[Collected data entries]
======

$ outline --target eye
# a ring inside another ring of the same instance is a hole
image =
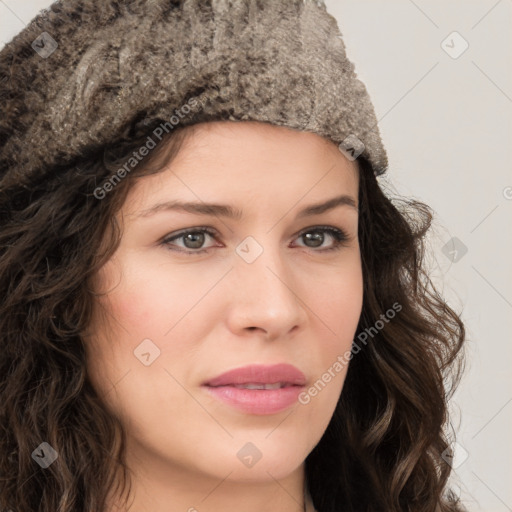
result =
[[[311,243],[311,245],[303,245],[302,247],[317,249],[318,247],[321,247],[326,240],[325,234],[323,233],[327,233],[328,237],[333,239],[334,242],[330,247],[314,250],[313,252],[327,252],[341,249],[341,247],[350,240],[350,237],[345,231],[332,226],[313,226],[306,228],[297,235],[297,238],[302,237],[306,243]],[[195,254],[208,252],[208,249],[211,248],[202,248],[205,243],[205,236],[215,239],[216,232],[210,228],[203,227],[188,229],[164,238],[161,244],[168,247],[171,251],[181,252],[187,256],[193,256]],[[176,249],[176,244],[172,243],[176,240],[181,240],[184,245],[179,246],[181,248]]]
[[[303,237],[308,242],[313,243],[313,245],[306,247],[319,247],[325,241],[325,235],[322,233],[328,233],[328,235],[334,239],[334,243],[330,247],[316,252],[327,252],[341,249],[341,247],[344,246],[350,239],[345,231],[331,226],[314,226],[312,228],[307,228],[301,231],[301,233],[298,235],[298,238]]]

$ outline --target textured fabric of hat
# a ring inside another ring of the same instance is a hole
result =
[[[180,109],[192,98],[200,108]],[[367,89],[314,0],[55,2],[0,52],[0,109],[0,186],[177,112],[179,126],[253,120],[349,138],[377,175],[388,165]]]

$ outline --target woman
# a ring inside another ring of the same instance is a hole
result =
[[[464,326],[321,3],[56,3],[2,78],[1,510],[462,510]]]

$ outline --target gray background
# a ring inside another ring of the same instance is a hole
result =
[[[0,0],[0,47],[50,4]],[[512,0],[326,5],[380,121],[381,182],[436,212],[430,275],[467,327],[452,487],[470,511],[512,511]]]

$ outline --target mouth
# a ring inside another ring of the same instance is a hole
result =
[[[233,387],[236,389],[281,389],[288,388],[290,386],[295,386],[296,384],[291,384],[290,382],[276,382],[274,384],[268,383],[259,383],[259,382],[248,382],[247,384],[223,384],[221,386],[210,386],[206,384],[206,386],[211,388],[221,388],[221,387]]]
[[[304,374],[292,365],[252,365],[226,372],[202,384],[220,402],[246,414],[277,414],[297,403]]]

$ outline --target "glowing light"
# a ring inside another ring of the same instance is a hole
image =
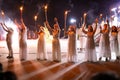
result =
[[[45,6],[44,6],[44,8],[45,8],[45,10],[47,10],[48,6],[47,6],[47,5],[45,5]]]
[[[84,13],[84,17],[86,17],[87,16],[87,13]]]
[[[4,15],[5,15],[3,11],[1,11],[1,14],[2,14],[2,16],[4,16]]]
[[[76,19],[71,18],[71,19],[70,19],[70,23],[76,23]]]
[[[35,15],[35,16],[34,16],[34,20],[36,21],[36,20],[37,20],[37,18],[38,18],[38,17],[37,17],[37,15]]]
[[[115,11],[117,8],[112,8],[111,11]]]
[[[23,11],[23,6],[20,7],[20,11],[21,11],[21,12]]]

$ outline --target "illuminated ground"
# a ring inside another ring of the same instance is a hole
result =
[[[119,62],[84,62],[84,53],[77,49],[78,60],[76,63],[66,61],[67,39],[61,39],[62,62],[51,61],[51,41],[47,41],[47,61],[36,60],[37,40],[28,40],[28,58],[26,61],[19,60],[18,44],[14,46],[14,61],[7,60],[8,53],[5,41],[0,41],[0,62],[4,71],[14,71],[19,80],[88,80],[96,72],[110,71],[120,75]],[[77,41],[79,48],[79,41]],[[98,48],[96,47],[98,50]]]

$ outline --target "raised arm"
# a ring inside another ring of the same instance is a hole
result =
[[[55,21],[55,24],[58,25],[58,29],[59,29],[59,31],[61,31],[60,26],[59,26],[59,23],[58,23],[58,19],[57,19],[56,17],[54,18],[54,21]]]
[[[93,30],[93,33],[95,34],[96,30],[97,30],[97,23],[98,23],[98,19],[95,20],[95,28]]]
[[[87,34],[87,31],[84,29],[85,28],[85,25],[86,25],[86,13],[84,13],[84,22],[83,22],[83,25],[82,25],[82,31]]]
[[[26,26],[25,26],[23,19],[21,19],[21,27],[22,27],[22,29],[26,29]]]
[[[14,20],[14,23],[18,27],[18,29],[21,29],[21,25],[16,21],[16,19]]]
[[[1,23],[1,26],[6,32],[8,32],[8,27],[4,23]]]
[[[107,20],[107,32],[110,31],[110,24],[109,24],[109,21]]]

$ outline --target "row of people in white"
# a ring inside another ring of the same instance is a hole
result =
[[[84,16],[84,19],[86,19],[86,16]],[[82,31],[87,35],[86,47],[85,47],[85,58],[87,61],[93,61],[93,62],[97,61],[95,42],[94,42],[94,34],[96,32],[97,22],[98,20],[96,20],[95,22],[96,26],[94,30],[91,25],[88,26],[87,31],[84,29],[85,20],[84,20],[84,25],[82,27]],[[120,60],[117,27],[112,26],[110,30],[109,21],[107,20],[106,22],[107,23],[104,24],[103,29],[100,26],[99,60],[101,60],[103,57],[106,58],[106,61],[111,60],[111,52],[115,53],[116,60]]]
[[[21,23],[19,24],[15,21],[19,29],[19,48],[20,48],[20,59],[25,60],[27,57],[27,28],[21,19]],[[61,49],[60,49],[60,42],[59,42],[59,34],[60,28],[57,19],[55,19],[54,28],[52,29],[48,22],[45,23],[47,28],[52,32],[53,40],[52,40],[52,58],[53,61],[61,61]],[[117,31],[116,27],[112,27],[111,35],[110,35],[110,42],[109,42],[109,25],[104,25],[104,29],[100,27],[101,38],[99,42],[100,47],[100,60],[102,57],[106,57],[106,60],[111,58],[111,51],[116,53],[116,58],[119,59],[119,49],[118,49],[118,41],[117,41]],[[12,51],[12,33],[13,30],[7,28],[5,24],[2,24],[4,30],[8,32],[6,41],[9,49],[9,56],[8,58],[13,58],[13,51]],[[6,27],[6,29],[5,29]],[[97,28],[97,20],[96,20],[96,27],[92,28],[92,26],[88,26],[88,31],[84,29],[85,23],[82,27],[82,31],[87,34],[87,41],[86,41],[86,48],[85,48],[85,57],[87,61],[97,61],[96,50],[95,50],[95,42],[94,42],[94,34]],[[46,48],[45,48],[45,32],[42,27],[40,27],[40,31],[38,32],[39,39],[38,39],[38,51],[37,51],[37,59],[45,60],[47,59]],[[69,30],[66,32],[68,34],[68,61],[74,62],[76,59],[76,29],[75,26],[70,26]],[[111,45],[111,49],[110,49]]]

======

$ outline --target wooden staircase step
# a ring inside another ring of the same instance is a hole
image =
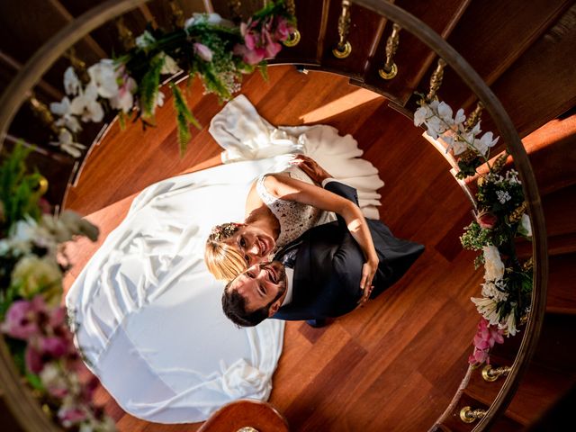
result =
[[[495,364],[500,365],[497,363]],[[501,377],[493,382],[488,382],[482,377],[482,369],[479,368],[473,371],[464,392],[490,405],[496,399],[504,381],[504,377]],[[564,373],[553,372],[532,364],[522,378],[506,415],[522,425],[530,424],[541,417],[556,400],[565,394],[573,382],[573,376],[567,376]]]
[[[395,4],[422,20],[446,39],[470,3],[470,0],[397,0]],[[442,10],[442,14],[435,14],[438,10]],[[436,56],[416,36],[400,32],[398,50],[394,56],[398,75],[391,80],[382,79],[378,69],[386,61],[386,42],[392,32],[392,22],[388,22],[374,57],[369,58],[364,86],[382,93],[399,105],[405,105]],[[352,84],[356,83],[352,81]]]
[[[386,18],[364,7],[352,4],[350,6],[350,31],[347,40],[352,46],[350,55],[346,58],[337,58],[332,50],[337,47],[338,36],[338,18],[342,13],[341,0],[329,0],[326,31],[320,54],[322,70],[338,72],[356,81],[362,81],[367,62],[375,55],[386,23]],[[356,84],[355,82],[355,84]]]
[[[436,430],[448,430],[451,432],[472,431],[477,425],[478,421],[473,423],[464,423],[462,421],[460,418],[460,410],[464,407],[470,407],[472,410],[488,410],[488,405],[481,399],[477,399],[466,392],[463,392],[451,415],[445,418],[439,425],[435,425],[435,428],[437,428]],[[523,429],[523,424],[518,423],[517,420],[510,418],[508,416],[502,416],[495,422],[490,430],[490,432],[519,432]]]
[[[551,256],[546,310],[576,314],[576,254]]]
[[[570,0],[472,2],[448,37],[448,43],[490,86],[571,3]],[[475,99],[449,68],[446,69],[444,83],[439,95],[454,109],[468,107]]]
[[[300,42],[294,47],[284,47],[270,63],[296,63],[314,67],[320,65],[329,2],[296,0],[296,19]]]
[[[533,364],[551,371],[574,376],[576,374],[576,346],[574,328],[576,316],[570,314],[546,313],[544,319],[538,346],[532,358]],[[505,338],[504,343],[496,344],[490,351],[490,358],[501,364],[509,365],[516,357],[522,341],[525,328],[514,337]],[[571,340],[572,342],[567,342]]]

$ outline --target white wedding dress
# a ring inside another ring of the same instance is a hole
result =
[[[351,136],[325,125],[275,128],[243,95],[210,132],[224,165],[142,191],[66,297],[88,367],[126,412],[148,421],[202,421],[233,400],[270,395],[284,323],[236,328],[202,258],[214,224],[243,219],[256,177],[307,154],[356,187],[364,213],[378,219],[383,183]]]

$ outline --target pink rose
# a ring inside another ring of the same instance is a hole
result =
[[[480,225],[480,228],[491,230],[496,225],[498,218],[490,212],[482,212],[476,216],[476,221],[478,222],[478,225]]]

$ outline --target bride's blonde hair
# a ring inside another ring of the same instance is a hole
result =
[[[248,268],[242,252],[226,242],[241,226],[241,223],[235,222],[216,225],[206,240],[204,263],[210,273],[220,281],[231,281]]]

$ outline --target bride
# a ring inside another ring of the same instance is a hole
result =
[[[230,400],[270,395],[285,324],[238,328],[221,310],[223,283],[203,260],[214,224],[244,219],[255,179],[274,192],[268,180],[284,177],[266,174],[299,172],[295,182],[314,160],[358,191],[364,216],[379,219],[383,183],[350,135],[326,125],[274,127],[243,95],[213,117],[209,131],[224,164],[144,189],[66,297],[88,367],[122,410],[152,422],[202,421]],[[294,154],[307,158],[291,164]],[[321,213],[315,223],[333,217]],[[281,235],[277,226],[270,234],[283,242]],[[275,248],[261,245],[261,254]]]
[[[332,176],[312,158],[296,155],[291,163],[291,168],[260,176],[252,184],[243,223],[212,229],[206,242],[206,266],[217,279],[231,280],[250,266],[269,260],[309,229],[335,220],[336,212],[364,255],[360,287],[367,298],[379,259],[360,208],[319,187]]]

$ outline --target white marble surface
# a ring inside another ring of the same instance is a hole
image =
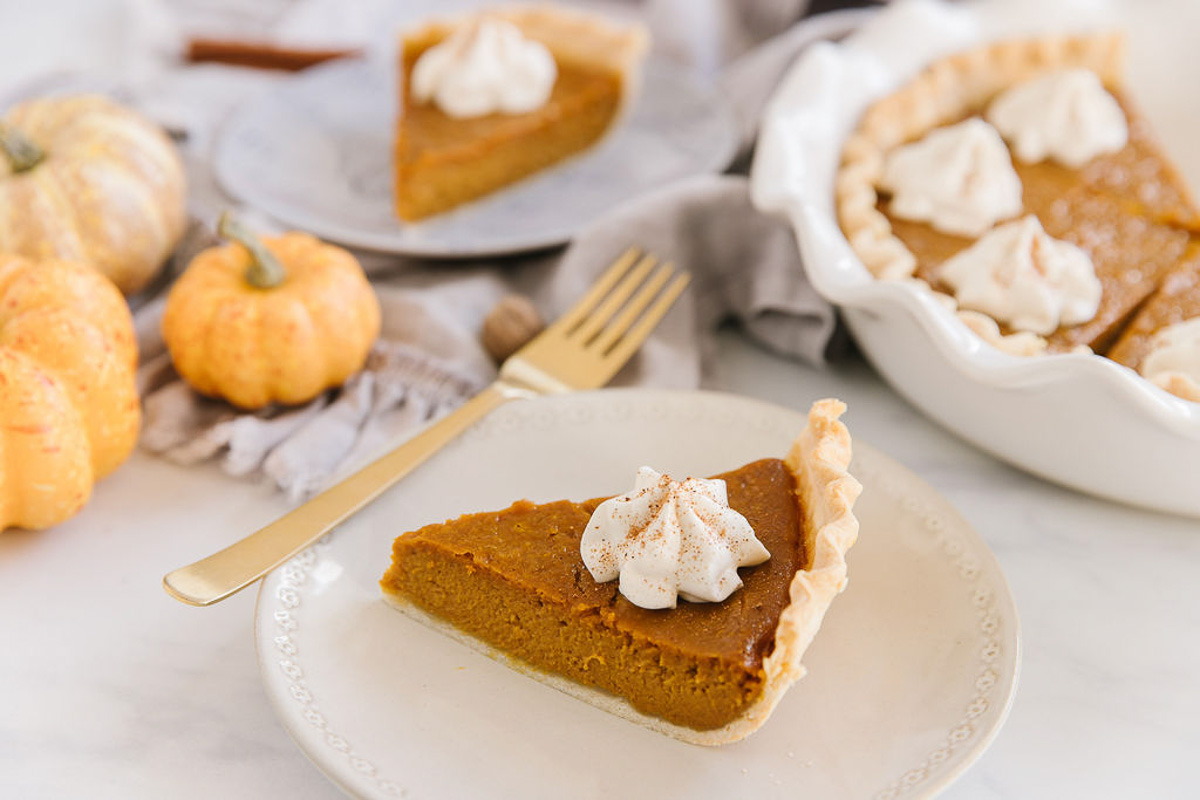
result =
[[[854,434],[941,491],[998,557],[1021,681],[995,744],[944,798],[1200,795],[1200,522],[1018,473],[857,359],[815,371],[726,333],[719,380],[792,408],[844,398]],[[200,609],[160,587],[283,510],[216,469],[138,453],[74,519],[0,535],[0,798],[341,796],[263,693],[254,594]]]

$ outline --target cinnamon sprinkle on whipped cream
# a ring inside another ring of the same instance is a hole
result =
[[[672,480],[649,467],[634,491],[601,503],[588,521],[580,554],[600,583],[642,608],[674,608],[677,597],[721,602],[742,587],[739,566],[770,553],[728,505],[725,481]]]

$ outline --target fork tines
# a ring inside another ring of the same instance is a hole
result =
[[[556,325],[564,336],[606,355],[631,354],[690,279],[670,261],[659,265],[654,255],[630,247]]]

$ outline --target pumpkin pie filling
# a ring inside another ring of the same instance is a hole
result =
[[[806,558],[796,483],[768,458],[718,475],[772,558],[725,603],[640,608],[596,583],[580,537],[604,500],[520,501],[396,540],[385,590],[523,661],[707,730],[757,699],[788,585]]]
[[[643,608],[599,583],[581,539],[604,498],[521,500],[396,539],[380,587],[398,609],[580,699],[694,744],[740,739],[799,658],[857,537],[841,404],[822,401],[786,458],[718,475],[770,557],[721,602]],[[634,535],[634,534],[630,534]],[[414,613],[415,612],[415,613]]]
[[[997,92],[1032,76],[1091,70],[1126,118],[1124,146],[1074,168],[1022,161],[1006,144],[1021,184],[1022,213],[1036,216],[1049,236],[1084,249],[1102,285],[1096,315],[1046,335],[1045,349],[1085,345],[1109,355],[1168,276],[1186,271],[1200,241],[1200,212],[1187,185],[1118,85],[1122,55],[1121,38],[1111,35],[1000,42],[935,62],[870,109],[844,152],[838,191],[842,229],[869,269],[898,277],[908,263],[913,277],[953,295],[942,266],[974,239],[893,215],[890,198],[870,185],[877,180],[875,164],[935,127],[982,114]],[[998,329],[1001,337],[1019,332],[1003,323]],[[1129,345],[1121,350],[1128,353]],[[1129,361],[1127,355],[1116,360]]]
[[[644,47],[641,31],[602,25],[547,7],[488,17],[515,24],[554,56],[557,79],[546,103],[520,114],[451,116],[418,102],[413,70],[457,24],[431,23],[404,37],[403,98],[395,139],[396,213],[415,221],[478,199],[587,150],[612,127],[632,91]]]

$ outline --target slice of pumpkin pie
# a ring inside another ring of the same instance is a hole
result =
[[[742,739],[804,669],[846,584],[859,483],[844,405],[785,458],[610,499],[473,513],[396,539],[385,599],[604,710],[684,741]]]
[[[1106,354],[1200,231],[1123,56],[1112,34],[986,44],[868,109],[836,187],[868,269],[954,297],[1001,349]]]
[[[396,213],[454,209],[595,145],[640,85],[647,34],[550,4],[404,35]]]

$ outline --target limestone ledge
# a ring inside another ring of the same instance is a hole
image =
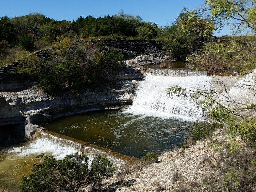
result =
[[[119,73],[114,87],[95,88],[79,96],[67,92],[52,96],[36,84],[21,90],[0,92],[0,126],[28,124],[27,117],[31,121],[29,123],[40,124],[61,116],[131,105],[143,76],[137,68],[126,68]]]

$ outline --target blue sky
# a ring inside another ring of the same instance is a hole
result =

======

**The request**
From the records above, pull out every line containing the word "white", and treat uppercase and lowercase as different.

**Finished exercise**
$ outline --target "row of people in white"
$ outline --target white wedding dress
$ outline --target white marble surface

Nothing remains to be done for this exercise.